PROBLEM DETAILS> Rewrite the material below as a JSON list of strings, one string per line, from the line containing "Task brief: identify the yellow" through the end of the material, both included and blank lines left out.

+ + + + + + +

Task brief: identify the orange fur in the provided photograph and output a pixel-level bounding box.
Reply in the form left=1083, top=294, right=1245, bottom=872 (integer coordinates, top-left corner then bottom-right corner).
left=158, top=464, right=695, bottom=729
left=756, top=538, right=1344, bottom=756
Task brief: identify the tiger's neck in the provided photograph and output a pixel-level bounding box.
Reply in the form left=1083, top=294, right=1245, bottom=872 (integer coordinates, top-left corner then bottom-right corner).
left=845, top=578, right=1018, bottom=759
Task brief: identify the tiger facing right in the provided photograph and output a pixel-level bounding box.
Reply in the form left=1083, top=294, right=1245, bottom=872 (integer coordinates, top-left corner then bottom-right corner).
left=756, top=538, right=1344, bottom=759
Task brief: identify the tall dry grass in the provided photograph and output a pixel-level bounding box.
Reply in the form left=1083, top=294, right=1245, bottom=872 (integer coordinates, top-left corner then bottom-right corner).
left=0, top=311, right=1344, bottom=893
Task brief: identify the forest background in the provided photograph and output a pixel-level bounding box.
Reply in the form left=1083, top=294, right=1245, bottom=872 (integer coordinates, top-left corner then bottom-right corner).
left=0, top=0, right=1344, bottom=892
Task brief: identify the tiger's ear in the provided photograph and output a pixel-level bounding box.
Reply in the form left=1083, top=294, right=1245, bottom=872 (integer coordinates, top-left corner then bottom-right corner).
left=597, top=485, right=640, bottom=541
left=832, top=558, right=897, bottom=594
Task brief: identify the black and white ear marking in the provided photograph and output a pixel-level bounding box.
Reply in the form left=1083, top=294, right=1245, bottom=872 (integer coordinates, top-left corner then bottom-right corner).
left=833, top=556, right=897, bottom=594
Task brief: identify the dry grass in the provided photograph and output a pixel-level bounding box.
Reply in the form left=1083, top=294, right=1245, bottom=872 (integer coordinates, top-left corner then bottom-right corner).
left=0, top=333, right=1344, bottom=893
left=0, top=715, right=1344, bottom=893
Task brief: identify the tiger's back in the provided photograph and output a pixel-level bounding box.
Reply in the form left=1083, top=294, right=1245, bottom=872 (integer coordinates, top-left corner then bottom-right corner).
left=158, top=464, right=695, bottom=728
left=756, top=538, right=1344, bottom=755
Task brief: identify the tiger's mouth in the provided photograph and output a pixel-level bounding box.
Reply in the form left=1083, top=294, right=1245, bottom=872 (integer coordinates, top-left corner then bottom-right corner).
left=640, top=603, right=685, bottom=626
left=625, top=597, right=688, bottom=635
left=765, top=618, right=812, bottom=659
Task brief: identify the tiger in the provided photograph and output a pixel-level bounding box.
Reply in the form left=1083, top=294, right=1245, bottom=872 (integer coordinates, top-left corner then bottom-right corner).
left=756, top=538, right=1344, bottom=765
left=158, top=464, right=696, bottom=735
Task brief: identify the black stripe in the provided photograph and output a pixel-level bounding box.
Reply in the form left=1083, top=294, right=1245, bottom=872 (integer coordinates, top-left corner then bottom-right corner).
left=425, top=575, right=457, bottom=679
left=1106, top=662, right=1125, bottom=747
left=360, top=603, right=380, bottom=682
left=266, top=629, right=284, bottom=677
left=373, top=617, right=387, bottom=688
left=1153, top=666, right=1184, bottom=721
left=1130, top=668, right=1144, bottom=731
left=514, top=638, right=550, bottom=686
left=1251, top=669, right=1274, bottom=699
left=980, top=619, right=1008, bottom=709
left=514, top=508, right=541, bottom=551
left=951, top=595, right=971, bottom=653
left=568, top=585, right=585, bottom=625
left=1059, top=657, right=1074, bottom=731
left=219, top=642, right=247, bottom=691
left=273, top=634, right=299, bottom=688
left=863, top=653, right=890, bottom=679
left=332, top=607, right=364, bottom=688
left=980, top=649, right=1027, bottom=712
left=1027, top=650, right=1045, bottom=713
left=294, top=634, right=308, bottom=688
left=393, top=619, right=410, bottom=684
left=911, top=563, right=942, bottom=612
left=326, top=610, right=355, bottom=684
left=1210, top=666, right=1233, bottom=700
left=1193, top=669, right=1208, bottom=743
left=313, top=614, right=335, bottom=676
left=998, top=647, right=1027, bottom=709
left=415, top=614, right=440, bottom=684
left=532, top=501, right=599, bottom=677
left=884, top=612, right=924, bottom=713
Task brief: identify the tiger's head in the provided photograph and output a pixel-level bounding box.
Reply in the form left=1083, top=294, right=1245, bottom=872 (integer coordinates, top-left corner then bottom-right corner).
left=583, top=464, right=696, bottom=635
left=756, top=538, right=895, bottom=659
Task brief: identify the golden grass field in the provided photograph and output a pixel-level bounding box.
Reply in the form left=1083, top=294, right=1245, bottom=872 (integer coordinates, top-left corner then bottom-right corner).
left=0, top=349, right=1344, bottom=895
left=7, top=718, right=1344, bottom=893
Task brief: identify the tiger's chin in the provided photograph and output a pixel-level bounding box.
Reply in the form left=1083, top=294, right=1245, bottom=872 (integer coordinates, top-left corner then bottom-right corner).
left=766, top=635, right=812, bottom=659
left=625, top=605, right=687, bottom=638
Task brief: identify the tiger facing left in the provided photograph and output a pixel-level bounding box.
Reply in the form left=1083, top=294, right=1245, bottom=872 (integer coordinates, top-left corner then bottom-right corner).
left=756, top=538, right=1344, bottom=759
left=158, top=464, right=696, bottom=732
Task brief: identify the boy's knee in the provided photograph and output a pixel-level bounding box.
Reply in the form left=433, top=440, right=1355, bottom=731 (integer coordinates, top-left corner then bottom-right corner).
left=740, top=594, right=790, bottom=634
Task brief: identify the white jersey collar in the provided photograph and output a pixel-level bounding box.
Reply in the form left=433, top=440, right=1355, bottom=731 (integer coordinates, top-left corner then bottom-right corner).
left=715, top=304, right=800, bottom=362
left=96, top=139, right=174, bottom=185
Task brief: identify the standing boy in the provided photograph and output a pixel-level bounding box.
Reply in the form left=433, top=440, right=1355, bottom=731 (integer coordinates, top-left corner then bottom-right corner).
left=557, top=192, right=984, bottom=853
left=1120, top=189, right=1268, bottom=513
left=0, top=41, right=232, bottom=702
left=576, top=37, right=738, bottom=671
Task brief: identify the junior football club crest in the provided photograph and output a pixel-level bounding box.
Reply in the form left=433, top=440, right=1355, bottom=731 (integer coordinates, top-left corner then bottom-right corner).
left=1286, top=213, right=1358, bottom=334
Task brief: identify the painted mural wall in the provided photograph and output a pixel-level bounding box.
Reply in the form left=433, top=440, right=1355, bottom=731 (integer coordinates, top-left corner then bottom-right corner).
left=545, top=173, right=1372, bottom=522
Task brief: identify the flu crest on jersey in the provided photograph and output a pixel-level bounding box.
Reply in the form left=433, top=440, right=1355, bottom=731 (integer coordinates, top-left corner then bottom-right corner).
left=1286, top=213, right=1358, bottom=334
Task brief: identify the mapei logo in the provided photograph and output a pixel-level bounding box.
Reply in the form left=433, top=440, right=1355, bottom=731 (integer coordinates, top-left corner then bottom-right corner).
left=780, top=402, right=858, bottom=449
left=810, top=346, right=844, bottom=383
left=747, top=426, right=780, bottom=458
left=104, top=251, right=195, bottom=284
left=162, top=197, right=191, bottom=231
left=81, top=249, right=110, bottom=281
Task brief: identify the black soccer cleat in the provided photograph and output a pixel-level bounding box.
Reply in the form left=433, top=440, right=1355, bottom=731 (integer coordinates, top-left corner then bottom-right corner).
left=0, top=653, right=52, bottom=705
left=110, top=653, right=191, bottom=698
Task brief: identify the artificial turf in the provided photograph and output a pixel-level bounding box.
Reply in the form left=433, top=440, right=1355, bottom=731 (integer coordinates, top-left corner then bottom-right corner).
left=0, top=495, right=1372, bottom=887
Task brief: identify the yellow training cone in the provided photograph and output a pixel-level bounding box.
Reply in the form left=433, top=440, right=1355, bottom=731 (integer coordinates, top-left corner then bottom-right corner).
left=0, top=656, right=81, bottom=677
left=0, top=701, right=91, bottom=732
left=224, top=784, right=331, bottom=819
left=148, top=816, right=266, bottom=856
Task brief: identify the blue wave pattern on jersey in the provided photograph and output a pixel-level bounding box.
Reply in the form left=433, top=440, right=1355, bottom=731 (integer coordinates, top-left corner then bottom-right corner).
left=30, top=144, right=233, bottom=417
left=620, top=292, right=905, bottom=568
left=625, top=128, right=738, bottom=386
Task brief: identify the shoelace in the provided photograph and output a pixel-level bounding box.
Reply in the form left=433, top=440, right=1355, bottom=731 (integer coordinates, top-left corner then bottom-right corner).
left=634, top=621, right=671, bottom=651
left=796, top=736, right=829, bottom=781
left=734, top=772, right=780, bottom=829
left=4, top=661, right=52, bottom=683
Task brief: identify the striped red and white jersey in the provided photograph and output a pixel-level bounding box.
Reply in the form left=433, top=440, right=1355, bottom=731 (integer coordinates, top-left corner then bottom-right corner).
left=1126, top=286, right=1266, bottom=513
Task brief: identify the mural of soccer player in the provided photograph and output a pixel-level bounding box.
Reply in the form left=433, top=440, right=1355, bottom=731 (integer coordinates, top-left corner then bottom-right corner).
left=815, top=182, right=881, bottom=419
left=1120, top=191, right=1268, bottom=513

+ + + + + + +

WRITTEN SOLUTION>
[
  "Task brief: identify the yellow training cone in the provided photograph and output a pixel-level bounding box.",
  "Reply in the form left=433, top=440, right=1355, bottom=731 (integer coordinates, top-left corner then bottom-right corner).",
  "left=0, top=656, right=81, bottom=677",
  "left=0, top=701, right=91, bottom=732",
  "left=224, top=784, right=331, bottom=819",
  "left=148, top=816, right=266, bottom=856",
  "Task brief: identify the blue wave pattern on jersey in the provided photograph and output a pixel-level bounding box.",
  "Reply in the form left=433, top=440, right=1355, bottom=731 (integer coordinates, top-left corner then bottom-right corner).",
  "left=30, top=144, right=233, bottom=417",
  "left=620, top=292, right=905, bottom=568",
  "left=625, top=128, right=738, bottom=386",
  "Task brief: identify the shoelace in the provided photograph and output a pixel-level bounding box.",
  "Reply in the form left=433, top=440, right=1355, bottom=731 (integer coordinates, top-left corner then bottom-right corner).",
  "left=634, top=621, right=671, bottom=651",
  "left=796, top=736, right=829, bottom=781",
  "left=734, top=772, right=780, bottom=829",
  "left=4, top=661, right=52, bottom=683",
  "Task brief: identify the striped red and white jersey in the provided photograph and output a pixel-level bounding box.",
  "Reply in the form left=433, top=440, right=1355, bottom=731 (integer coordinates, top-left corner then bottom-right corner).",
  "left=1126, top=286, right=1266, bottom=513",
  "Task brief: identify the mural of soccer player in the provided photograph and output a pixel-level bounding box.",
  "Reply in the form left=433, top=440, right=1355, bottom=731 (integer coordinates, top-left corner then bottom-right corner).",
  "left=815, top=182, right=881, bottom=419",
  "left=1120, top=191, right=1268, bottom=513"
]